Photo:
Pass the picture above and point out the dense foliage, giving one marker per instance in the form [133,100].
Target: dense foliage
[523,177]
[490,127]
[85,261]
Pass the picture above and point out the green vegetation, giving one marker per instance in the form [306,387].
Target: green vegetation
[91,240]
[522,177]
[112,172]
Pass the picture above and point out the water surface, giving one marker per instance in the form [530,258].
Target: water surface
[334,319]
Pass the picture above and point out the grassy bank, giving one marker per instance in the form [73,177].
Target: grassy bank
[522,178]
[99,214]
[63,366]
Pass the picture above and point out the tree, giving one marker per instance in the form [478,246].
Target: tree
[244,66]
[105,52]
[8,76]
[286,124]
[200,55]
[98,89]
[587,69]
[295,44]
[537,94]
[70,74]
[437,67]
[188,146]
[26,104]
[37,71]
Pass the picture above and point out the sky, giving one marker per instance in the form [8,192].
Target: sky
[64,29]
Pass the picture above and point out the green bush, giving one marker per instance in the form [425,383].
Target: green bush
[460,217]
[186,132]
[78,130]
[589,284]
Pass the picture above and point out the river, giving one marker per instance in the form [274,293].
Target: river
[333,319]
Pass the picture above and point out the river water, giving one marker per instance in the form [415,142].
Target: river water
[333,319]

....

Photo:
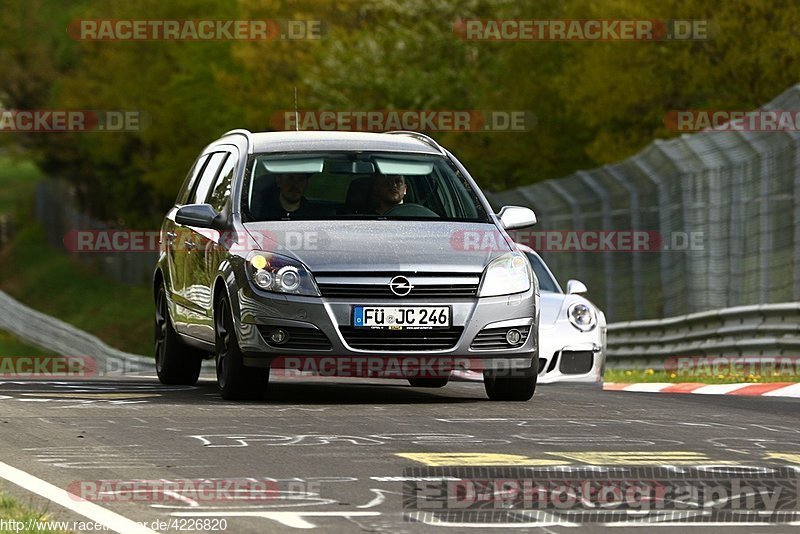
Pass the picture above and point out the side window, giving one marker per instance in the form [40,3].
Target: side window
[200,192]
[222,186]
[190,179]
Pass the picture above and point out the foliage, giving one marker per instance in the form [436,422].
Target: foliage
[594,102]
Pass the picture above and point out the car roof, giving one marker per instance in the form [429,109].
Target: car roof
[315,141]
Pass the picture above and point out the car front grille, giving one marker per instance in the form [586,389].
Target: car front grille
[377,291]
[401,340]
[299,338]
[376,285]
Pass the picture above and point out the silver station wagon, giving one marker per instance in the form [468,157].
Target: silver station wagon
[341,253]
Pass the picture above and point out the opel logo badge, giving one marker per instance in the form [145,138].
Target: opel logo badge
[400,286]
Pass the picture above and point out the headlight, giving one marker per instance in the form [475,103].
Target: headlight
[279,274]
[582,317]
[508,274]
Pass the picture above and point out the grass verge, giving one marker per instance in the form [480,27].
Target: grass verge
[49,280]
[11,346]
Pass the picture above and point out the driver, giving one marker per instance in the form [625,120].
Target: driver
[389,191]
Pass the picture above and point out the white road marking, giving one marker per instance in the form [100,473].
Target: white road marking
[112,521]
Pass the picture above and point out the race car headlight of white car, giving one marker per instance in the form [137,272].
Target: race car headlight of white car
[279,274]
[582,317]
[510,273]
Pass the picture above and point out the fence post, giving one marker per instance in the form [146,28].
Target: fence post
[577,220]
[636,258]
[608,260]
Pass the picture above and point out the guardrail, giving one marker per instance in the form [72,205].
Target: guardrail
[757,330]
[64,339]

....

**Your objective**
Copy out, word for word, the part of the entries above that begins at the line with "Target: foliage" and ends at the line with "Pass the picture above and point out the race", including both.

**Your response**
Target: foliage
[594,102]
Pass the picture above and point out the car roof, giving one marker per instance in the form [429,109].
Target: car roof
[315,141]
Pass the picture above and point out the car front grille, giving one marker per instance in the form [586,389].
Target: car front grille
[377,291]
[401,340]
[299,338]
[376,285]
Pass the picture above and point out the silver station wagon, giving one marker per instance in the form [468,157].
Target: silver station wagon
[341,253]
Pass the picture above and point out the opel logo badge, giving one marker per instance in the form [145,138].
Target: opel logo badge
[400,286]
Pass the picture above and point out the headlight, giving one marker per instance in the form [475,103].
Target: headlight
[279,274]
[582,317]
[508,274]
Pass the picture above and point out the grass verge, giving one marker per instance in the form [480,27].
Target: grass verge
[49,280]
[11,346]
Pass the picture above and point out the driver, giving one marker per instance in the form [625,120].
Target: driver
[389,191]
Pass the picture above and point out the white road marking, giving one marker per instance in the form [100,473].
Target: white road marking
[112,521]
Pass the picture above and point out the race car headlight of white car, giving one marker per instance in the form [137,272].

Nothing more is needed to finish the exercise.